* Start *

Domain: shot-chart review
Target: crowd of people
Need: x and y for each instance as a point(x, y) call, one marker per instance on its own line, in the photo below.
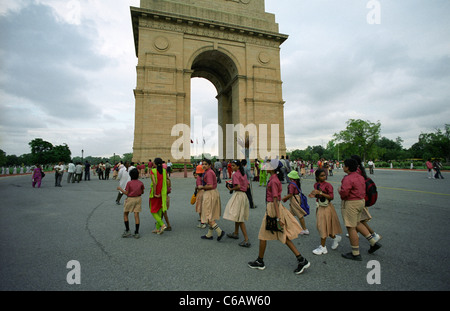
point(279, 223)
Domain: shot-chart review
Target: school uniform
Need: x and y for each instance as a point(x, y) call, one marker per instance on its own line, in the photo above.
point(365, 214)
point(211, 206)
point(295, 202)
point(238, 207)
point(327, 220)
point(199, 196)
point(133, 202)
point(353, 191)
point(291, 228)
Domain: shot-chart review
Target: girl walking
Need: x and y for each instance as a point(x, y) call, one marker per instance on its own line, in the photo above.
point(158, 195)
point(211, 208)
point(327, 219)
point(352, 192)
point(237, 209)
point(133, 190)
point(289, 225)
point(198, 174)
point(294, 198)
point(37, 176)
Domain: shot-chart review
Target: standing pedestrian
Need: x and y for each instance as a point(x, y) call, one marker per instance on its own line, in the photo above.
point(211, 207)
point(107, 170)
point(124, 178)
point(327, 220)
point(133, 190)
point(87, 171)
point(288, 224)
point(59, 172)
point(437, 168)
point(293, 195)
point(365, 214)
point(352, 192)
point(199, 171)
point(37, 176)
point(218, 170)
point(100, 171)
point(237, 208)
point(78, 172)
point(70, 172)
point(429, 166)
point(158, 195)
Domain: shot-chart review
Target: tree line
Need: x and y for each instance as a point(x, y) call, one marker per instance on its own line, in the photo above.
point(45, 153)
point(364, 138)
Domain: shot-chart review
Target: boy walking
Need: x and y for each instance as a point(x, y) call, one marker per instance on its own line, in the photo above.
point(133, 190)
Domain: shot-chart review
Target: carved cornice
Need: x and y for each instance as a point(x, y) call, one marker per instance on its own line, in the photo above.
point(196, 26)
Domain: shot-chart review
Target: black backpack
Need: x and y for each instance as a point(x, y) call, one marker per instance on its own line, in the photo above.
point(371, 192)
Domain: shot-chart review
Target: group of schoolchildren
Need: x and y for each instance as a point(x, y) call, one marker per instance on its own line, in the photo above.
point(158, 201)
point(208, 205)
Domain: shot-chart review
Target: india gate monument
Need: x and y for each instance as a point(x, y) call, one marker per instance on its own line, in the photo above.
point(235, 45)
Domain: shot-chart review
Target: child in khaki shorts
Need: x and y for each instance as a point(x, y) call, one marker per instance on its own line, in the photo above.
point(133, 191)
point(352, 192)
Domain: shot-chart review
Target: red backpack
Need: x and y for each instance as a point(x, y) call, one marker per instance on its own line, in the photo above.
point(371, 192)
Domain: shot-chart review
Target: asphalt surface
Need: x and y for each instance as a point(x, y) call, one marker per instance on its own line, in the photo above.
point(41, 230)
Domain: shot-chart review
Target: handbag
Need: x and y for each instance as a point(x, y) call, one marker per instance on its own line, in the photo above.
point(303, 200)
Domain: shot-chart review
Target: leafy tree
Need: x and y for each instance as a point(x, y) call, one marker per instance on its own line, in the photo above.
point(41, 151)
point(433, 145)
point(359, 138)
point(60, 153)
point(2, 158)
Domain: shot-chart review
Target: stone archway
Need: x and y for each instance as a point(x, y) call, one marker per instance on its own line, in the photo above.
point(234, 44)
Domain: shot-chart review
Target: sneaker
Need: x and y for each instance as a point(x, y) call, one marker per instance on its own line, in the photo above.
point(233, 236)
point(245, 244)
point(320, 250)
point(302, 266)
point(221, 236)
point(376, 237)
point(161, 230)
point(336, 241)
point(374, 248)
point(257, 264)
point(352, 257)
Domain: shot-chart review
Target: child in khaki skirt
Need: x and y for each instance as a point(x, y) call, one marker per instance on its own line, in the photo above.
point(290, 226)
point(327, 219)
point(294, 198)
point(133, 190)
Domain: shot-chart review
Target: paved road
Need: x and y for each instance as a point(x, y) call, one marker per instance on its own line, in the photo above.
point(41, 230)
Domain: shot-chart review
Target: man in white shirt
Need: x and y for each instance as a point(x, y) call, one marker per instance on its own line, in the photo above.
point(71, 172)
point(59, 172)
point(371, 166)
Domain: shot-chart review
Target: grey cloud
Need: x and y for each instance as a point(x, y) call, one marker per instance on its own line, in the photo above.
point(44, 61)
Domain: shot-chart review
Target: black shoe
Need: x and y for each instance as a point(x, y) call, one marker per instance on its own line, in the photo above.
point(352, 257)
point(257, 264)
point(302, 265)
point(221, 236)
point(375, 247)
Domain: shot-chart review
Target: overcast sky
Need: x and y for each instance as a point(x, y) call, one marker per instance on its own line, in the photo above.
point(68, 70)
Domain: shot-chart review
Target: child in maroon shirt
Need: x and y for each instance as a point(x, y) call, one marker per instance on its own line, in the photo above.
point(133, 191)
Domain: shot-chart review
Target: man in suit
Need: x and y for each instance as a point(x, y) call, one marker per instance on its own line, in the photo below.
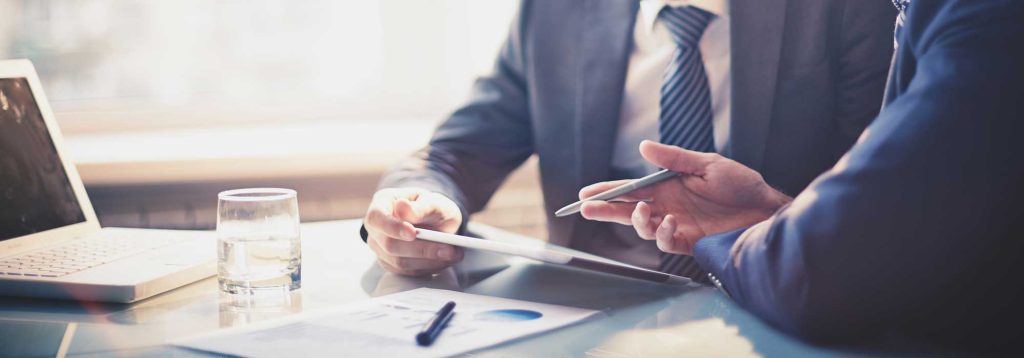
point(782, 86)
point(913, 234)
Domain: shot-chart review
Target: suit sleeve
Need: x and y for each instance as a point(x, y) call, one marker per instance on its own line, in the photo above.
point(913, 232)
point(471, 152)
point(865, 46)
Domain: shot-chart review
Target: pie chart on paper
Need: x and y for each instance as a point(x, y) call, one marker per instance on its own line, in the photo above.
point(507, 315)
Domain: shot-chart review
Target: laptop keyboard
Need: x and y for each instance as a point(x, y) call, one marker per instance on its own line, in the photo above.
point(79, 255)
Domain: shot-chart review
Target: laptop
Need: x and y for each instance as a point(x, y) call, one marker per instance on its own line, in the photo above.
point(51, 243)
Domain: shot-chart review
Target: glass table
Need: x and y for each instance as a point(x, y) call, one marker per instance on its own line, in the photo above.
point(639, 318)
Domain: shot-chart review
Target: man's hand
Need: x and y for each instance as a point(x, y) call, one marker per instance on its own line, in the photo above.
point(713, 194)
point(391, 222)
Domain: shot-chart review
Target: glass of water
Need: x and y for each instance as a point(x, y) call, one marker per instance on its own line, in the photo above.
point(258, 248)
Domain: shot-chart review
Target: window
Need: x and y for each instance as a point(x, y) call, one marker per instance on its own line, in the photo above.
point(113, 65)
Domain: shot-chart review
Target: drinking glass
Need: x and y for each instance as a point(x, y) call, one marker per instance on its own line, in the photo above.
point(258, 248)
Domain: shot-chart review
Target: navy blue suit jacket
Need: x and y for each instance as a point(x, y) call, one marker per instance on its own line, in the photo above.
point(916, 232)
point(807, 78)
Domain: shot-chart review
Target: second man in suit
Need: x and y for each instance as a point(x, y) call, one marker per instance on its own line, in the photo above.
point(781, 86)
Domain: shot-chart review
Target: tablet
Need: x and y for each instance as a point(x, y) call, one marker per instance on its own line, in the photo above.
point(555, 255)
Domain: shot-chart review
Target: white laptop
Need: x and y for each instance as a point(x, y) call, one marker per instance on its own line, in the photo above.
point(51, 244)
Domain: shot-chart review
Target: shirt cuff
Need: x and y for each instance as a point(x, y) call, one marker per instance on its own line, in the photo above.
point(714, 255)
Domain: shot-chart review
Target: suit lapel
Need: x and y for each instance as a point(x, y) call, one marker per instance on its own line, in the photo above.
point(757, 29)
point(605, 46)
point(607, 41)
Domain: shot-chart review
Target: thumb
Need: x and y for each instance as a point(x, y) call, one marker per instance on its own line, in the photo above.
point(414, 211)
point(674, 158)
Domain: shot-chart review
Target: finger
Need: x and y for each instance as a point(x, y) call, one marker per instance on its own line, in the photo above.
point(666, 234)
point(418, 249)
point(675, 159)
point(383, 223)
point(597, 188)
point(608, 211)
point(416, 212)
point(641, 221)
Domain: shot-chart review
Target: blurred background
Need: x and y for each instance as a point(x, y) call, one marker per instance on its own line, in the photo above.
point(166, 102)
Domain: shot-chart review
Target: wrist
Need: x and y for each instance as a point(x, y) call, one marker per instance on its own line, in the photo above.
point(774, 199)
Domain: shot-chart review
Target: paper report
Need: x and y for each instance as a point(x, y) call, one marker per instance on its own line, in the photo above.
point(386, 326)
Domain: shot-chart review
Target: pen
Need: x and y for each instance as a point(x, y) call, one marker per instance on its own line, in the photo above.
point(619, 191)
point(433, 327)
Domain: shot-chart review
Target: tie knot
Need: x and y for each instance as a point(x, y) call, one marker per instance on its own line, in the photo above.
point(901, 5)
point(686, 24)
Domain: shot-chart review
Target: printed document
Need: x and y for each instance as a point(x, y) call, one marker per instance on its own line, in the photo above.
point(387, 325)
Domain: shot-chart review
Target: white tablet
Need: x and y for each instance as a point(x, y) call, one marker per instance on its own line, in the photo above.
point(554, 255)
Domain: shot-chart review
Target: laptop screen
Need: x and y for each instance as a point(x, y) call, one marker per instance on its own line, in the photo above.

* End *
* Start *

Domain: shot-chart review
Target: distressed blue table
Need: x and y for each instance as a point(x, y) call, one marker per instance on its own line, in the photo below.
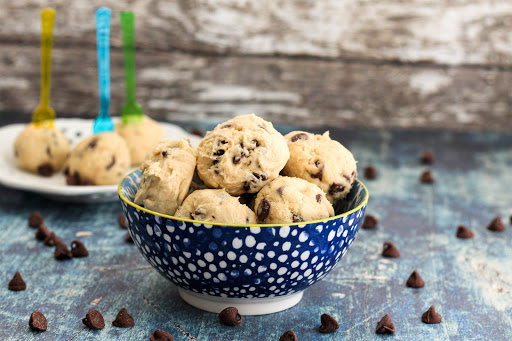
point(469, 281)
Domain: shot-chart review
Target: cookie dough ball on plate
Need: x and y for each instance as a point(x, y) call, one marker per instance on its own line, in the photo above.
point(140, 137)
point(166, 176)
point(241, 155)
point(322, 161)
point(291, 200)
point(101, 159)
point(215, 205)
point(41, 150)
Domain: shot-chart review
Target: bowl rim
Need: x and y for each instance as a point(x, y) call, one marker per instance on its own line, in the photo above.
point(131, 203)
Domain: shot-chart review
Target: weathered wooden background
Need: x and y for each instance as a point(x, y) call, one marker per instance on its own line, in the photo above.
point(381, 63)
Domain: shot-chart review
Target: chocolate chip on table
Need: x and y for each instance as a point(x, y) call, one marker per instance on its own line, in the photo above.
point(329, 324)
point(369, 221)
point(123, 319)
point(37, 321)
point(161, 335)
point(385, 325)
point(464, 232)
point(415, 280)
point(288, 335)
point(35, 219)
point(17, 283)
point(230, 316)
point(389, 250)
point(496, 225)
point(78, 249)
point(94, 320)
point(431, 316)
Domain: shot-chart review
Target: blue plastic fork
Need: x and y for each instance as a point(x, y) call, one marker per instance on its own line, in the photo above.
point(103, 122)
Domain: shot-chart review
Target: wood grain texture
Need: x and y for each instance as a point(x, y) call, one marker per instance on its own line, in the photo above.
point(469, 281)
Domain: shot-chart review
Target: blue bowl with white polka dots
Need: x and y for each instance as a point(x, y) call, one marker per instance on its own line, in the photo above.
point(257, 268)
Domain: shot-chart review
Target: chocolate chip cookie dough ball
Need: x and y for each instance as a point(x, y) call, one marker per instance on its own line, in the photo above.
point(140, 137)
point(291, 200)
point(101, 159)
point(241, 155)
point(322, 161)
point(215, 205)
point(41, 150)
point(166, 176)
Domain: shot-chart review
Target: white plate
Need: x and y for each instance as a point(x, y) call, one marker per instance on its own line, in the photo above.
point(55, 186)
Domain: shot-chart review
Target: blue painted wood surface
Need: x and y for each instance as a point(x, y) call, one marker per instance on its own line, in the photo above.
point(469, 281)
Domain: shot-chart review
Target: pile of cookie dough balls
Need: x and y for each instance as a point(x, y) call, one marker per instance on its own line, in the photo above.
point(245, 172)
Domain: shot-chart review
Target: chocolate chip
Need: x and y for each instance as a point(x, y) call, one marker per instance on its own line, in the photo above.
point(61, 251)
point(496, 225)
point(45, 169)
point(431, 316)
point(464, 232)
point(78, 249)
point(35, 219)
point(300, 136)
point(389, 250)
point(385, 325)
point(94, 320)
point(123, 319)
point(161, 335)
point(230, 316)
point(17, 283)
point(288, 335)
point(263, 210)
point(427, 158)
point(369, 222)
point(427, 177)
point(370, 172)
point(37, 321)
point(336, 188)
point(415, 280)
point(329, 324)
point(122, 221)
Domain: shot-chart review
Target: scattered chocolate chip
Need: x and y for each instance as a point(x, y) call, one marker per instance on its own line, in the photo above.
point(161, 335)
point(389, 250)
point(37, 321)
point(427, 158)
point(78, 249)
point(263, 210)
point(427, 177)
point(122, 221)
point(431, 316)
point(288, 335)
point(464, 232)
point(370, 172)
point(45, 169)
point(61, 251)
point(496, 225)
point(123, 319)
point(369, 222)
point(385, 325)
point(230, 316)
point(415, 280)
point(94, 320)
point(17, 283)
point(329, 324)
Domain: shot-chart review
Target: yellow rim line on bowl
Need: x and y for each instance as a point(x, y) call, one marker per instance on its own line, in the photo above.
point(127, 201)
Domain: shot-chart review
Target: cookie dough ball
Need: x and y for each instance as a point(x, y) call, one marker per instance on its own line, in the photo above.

* End *

*Written exercise*:
How many lines in the records above contain the string "paper"? Case counts, so match capitals exactly, and give only the number.

*Written answer*:
2